▸ **Records from a data source**:

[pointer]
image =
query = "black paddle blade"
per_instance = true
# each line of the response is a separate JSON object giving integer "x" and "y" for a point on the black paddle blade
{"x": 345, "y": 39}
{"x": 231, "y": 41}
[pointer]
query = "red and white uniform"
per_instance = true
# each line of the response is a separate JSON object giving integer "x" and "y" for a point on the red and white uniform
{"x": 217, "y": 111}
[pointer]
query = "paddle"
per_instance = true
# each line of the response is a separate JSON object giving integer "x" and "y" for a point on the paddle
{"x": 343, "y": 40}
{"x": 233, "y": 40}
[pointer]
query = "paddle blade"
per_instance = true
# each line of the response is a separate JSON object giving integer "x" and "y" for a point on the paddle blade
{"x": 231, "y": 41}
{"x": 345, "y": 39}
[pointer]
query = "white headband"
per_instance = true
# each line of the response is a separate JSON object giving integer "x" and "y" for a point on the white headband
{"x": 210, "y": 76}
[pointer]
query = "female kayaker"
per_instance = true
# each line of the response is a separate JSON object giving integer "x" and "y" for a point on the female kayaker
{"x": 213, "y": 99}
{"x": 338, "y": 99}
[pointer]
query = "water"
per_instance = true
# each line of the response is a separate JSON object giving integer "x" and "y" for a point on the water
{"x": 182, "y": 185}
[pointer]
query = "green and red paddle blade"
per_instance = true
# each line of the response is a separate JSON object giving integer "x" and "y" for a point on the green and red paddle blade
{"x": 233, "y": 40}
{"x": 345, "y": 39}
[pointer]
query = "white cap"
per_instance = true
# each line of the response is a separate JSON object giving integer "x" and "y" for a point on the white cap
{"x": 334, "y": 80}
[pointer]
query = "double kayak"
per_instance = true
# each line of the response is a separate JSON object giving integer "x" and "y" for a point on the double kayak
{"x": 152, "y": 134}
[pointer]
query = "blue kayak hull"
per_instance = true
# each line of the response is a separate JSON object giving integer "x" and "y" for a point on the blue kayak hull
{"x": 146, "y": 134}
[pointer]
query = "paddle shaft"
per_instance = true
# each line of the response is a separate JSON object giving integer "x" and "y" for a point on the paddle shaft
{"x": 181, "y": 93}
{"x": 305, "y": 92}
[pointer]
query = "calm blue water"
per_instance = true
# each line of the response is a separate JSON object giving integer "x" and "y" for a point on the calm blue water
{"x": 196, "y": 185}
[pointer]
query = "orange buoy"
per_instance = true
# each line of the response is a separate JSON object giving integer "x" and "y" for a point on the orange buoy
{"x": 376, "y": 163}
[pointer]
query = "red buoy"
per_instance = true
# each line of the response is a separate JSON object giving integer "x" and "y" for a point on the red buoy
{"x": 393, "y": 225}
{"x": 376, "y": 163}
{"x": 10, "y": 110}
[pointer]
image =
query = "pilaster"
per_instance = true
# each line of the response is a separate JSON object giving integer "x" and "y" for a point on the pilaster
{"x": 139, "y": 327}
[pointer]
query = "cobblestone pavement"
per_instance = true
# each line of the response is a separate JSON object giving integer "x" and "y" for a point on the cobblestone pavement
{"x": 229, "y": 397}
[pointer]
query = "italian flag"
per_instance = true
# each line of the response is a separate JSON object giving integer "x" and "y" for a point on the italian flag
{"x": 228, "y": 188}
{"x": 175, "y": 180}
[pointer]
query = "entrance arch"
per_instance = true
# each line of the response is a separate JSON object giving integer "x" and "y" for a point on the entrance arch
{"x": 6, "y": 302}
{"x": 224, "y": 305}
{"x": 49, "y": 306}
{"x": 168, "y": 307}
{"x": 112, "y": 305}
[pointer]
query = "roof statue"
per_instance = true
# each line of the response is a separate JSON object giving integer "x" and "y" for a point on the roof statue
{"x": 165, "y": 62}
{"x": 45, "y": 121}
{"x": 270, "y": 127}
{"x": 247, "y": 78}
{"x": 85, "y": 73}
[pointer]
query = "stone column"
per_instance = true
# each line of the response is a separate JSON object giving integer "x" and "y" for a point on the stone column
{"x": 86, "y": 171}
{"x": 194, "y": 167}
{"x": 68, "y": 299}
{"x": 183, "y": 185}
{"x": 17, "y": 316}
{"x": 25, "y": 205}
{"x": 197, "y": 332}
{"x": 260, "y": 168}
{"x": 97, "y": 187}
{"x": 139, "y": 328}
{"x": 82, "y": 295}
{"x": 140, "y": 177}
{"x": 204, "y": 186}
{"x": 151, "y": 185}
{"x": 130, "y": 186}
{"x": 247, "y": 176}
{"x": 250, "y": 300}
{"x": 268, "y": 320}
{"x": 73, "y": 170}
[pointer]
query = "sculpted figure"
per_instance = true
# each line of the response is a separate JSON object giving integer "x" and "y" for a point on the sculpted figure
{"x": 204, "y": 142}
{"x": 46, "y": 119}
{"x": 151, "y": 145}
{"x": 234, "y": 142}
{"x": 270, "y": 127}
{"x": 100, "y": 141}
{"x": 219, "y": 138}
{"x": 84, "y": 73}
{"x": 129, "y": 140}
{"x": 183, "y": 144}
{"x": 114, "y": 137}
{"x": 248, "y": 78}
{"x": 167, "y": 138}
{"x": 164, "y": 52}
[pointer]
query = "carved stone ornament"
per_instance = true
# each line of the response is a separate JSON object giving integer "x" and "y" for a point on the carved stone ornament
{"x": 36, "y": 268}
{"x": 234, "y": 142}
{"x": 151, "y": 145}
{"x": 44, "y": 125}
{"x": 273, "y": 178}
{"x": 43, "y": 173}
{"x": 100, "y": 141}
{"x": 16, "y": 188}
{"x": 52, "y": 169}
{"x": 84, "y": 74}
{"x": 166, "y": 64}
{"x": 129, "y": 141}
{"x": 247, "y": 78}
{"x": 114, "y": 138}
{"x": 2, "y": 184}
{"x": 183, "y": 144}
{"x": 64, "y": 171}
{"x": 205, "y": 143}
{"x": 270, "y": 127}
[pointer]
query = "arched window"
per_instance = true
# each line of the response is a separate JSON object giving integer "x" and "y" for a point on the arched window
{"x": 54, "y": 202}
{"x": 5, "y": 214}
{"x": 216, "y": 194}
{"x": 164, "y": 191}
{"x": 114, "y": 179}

▸ **What is asked**: Every line above should be written out again exactly as it stands.

▸ **Solution**:
[pointer]
image =
query = "black paddle blade"
per_instance = true
# each line of the response is a separate JSON object giving integer "x" and "y" for a point on the black paddle blade
{"x": 345, "y": 39}
{"x": 231, "y": 41}
[pointer]
query = "red and white uniform"
per_instance = true
# each line of the response is a separate JSON object giving integer "x" and "y" for a point on the red and white uniform
{"x": 217, "y": 111}
[pointer]
query = "paddle"
per_instance = true
# each line of the response is a separate JSON object giving integer "x" and "y" for a point on the paddle
{"x": 343, "y": 40}
{"x": 233, "y": 40}
[pointer]
query = "paddle blade"
per_instance = true
# each line of the response is a separate JSON object giving integer "x" and "y" for a point on the paddle blade
{"x": 231, "y": 41}
{"x": 345, "y": 39}
[pointer]
query = "white headband"
per_instance = true
# each line of the response is a separate JSON object giving integer "x" and "y" for a point on the white headband
{"x": 210, "y": 76}
[pointer]
query = "female kayaker"
per_instance = true
# each line of the response is a separate JSON object giving integer "x" and "y" for a point on the female kayaker
{"x": 213, "y": 99}
{"x": 338, "y": 99}
[pointer]
query = "water"
per_instance = true
# each line of the response is a separate JSON object giving integer "x" and "y" for a point on the water
{"x": 182, "y": 185}
[pointer]
query = "green and red paddle blade"
per_instance = true
# each line of the response is a separate JSON object giving integer "x" and "y" for a point on the green and red paddle blade
{"x": 233, "y": 40}
{"x": 345, "y": 39}
[pointer]
query = "white cap"
per_instance = true
# each line of the response is a separate JSON object giving integer "x" and "y" for a point on the white cap
{"x": 334, "y": 80}
[pointer]
query = "double kayak"
per_instance = true
# each line of the response is a separate JSON object giving integer "x" and "y" for a point on the double kayak
{"x": 152, "y": 134}
[pointer]
query = "blue kayak hull"
per_instance = true
# each line of the response is a separate JSON object giving integer "x" and "y" for a point on the blue kayak hull
{"x": 146, "y": 134}
[pointer]
query = "paddle shaft"
per_instance = true
# each line of the response is a separate JSON object giving integer "x" and "y" for a point on the paddle shaft
{"x": 181, "y": 93}
{"x": 305, "y": 92}
[pointer]
query = "calm blue water"
per_instance = true
# each line of the response is a separate JSON object giving integer "x" and "y" for a point on the calm blue water
{"x": 196, "y": 185}
[pointer]
query = "orange buoy"
per_instance = true
# each line of the response is a separate JSON object giving integer "x" and "y" for a point on the orange buoy
{"x": 376, "y": 163}
[pointer]
query = "red buoy"
per_instance = true
# each line of the response is a separate JSON object giving integer "x" and "y" for a point on the red buoy
{"x": 393, "y": 225}
{"x": 376, "y": 163}
{"x": 10, "y": 110}
[pointer]
image =
query = "pilaster"
per_instance = true
# each line of the response is a separate JSON object giving integer "x" and "y" for a point on the pilaster
{"x": 139, "y": 327}
[pointer]
query = "cobblestone pavement"
per_instance = true
# each line of the response is a separate JSON object giving integer "x" and "y" for a point on the cobblestone pavement
{"x": 229, "y": 397}
[pointer]
query = "italian flag"
per_instance = true
# each line of the response is a separate JSON object giving integer "x" and "y" for a point on the italian flag
{"x": 228, "y": 188}
{"x": 175, "y": 180}
[pointer]
query = "entrance arch"
per_instance = true
# each line of the response is a separate JSON object giving integer "x" and "y" for a point on the entrance arch
{"x": 6, "y": 302}
{"x": 224, "y": 305}
{"x": 49, "y": 306}
{"x": 168, "y": 307}
{"x": 112, "y": 305}
[pointer]
query = "roof statue"
per_instance = true
# each line of the response is a separate JSON object giving integer "x" and "y" for a point on the roof statue
{"x": 165, "y": 62}
{"x": 45, "y": 121}
{"x": 270, "y": 127}
{"x": 247, "y": 78}
{"x": 85, "y": 73}
[pointer]
query = "stone column"
per_instance = true
# each line of the response is a separate JSON object giving integer "x" and "y" for a point on the stone column
{"x": 86, "y": 171}
{"x": 194, "y": 167}
{"x": 68, "y": 299}
{"x": 183, "y": 185}
{"x": 17, "y": 316}
{"x": 25, "y": 205}
{"x": 197, "y": 332}
{"x": 260, "y": 168}
{"x": 97, "y": 187}
{"x": 139, "y": 328}
{"x": 82, "y": 295}
{"x": 140, "y": 177}
{"x": 204, "y": 186}
{"x": 151, "y": 185}
{"x": 130, "y": 186}
{"x": 247, "y": 176}
{"x": 250, "y": 300}
{"x": 268, "y": 320}
{"x": 73, "y": 170}
[pointer]
query = "sculpted figure"
per_instance = true
# each line of the response is a separate JSON object giving integer "x" and "y" for a point on the sculpted figure
{"x": 204, "y": 142}
{"x": 46, "y": 119}
{"x": 151, "y": 145}
{"x": 234, "y": 142}
{"x": 270, "y": 127}
{"x": 100, "y": 141}
{"x": 219, "y": 138}
{"x": 84, "y": 73}
{"x": 129, "y": 140}
{"x": 183, "y": 144}
{"x": 114, "y": 137}
{"x": 248, "y": 78}
{"x": 167, "y": 138}
{"x": 164, "y": 52}
[pointer]
query = "carved stone ornament"
per_instance = true
# each line of the response is a separate JSON object giving integer "x" and "y" for a point on the carved stone ornament
{"x": 36, "y": 268}
{"x": 234, "y": 142}
{"x": 151, "y": 145}
{"x": 44, "y": 125}
{"x": 273, "y": 178}
{"x": 43, "y": 173}
{"x": 100, "y": 141}
{"x": 16, "y": 188}
{"x": 52, "y": 169}
{"x": 84, "y": 74}
{"x": 166, "y": 64}
{"x": 129, "y": 141}
{"x": 247, "y": 78}
{"x": 114, "y": 138}
{"x": 2, "y": 184}
{"x": 183, "y": 144}
{"x": 64, "y": 171}
{"x": 205, "y": 143}
{"x": 270, "y": 127}
[pointer]
query = "arched window"
per_instance = true
# each line of the response is a separate JSON object giving integer "x" and "y" for a point on the arched window
{"x": 54, "y": 202}
{"x": 5, "y": 214}
{"x": 216, "y": 194}
{"x": 164, "y": 191}
{"x": 114, "y": 179}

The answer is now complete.